[Listing]
+ + + + +

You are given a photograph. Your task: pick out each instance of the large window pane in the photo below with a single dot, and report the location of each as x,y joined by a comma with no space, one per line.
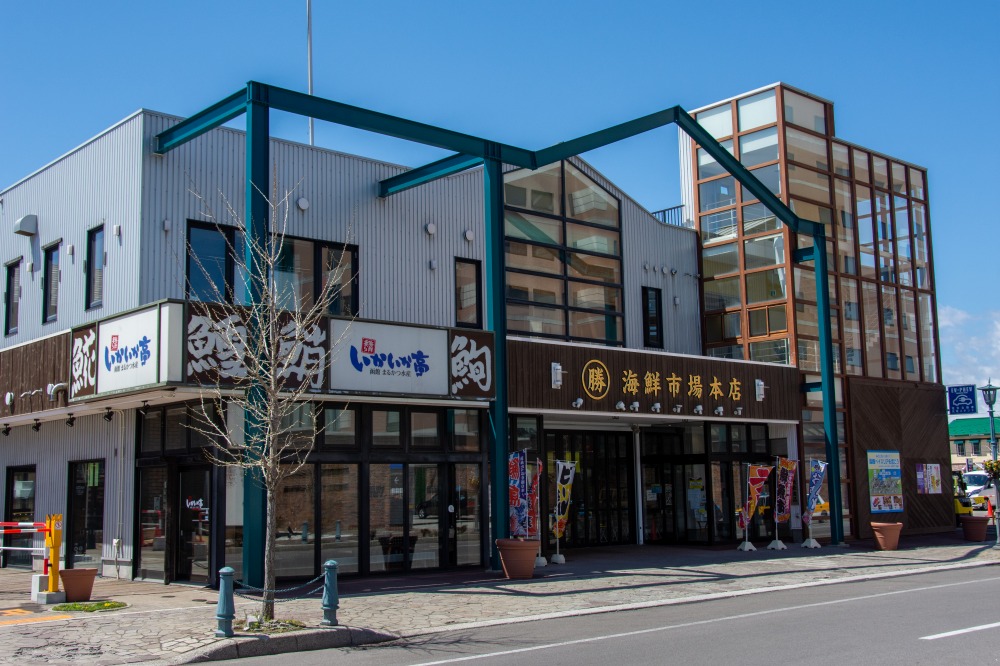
759,147
720,259
757,111
805,112
766,286
537,190
587,201
806,149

+ + + + +

[Exercise goal] Omit every image. Quote each record exactly.

[Result for this exercise]
You are given a photograph. Your task: pick out each instance of the large window pane in the photo below with a single dot, and report the location of each as x,y joined by a comma with no space, one per line.
759,147
720,259
757,111
805,112
766,286
537,190
587,201
806,149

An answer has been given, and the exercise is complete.